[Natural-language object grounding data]
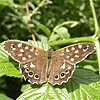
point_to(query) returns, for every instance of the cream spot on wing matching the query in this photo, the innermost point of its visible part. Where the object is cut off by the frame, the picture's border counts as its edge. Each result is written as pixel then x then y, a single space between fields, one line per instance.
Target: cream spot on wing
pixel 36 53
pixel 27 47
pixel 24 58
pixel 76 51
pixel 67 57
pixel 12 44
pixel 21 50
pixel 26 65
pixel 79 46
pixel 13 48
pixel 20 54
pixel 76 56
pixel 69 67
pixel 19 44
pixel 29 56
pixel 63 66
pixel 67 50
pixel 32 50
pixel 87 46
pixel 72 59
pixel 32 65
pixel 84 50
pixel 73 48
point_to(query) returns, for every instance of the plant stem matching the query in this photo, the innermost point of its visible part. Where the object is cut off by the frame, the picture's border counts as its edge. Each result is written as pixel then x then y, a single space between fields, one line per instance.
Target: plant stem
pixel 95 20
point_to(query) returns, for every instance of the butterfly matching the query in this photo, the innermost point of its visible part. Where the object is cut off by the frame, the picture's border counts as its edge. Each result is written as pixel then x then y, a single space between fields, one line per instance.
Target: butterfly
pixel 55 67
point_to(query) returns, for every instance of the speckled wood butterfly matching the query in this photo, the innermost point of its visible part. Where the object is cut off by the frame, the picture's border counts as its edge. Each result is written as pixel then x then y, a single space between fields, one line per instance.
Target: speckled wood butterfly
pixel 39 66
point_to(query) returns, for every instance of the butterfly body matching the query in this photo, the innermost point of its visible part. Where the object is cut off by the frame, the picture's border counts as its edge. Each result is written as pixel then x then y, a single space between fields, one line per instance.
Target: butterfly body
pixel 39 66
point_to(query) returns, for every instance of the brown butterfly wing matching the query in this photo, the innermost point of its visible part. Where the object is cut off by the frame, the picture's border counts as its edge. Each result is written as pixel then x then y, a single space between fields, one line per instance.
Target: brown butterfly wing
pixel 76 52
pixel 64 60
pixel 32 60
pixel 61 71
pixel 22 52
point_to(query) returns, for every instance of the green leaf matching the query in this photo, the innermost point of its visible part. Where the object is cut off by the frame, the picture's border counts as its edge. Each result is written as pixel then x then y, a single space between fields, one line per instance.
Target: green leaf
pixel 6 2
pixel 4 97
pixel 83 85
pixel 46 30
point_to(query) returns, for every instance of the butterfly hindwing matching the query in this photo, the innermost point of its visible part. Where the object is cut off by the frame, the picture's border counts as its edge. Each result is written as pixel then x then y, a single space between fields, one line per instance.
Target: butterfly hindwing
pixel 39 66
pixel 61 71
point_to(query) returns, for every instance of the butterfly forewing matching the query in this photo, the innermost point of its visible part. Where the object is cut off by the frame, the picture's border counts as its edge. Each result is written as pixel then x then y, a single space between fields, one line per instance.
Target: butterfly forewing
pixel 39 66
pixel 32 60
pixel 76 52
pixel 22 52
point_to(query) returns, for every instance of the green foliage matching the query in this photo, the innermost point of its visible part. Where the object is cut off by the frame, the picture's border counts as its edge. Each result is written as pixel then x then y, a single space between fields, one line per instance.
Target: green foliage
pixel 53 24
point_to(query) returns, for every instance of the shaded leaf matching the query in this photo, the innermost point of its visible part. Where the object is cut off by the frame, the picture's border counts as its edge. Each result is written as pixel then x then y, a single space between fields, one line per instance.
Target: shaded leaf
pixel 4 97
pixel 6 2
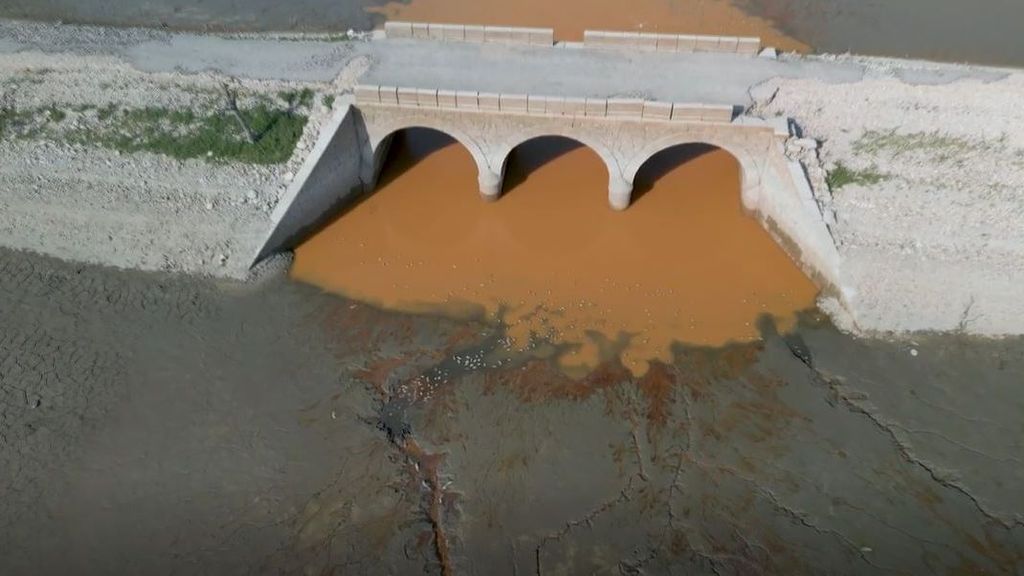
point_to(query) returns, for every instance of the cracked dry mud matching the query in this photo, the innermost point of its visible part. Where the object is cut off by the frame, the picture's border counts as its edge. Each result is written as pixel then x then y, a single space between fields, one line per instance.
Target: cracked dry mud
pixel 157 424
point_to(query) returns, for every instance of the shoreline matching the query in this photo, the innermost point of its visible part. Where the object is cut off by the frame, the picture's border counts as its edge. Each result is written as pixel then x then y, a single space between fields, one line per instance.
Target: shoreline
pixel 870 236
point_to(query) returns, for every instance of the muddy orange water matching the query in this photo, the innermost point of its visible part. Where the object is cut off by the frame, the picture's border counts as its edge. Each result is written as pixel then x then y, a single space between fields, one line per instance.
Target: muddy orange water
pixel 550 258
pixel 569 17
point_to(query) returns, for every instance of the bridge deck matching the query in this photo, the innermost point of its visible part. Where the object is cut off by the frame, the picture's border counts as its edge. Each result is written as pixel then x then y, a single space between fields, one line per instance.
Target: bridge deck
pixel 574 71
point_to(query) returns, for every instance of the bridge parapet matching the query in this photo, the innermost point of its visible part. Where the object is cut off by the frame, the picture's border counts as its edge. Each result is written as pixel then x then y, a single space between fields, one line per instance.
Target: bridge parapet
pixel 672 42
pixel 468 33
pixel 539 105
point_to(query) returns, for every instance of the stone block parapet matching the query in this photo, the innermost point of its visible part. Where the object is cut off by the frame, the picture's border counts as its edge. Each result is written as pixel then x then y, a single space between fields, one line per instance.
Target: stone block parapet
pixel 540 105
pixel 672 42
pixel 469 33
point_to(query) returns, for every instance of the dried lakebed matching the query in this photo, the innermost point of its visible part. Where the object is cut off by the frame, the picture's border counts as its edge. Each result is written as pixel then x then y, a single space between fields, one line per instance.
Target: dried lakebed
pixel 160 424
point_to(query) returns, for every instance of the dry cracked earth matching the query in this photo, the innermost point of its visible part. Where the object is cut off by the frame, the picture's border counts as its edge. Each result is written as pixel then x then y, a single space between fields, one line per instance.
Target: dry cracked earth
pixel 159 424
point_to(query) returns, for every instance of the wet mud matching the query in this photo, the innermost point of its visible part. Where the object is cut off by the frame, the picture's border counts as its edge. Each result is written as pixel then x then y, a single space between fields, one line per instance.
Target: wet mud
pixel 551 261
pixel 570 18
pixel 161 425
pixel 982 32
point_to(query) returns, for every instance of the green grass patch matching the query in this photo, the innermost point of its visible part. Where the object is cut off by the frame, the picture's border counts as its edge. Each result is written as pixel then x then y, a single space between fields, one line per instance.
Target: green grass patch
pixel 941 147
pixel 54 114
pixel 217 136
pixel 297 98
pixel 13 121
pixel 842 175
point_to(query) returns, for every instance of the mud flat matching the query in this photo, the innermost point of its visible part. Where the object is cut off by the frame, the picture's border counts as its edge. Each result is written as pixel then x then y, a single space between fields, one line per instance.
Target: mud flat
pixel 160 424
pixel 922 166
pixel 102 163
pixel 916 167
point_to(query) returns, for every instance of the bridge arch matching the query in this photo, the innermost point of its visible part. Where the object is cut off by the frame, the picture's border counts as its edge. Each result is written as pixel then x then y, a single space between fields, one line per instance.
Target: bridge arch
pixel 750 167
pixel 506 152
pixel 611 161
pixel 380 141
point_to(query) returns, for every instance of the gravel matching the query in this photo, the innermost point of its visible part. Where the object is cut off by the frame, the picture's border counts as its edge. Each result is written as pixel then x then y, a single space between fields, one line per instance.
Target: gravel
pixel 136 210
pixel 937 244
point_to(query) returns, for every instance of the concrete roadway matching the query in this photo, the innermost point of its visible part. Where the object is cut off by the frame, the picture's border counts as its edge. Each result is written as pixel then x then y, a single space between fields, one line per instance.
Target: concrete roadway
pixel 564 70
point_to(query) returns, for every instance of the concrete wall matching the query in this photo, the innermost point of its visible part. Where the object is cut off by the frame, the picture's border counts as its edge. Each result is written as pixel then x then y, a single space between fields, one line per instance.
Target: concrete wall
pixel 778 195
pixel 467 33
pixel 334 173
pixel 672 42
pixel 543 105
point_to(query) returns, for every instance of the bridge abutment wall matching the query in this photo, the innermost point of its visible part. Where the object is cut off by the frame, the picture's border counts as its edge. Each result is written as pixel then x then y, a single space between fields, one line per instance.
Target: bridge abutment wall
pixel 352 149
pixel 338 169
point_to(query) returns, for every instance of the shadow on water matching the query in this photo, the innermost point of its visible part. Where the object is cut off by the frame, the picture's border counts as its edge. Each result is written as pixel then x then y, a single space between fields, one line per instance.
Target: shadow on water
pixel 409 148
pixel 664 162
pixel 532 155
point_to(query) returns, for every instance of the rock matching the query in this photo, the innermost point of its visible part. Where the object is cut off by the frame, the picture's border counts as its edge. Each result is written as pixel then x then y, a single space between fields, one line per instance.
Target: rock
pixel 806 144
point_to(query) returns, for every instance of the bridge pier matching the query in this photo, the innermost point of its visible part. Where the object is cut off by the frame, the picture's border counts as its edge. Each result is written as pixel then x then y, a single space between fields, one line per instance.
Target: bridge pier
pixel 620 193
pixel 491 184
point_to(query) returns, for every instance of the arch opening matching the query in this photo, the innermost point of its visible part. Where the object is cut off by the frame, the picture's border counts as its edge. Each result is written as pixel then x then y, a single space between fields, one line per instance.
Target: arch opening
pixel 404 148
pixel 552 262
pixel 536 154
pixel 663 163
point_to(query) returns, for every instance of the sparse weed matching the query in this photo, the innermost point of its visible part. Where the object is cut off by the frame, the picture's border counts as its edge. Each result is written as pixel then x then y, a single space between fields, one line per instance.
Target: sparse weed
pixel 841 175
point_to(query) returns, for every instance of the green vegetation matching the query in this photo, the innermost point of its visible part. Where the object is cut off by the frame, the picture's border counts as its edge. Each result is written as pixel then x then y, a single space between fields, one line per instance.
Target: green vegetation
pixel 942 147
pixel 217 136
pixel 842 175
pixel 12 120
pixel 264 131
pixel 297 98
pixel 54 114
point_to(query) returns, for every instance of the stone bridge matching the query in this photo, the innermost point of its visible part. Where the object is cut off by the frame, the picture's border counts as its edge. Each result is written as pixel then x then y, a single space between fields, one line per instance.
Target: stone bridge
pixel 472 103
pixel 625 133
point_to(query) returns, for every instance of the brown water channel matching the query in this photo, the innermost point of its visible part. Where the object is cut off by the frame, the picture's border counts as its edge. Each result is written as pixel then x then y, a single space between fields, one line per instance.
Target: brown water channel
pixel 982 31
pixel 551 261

WHAT YOU SHOULD DO:
Look above for the line with "Target: concrete roadway" and the line with "the bridge abutment"; transcribe both and all lines in between, exactly, and nothing else.

SOLUTION TO THE PROBLEM:
Target: concrete roadway
pixel 564 70
point_to(query) returns, for every instance of the concrete wall matching the query in this photo, the innermost point of its visible part. Where the object is cut off by the frame, the picture's border counts as its edge. Each result is written as pixel then x then y, a single space between fields, one line per instance.
Target: concrete wall
pixel 778 195
pixel 467 33
pixel 334 173
pixel 672 42
pixel 543 105
point_to(query) returns, for every instance of the bridge abutment wall matching the query in this photo, the innermost point of its visible part. Where the object is cut off by the frame, the picture's border counts as its edge. Each result is written as pixel then x then y, a single space between fields, one line per instance.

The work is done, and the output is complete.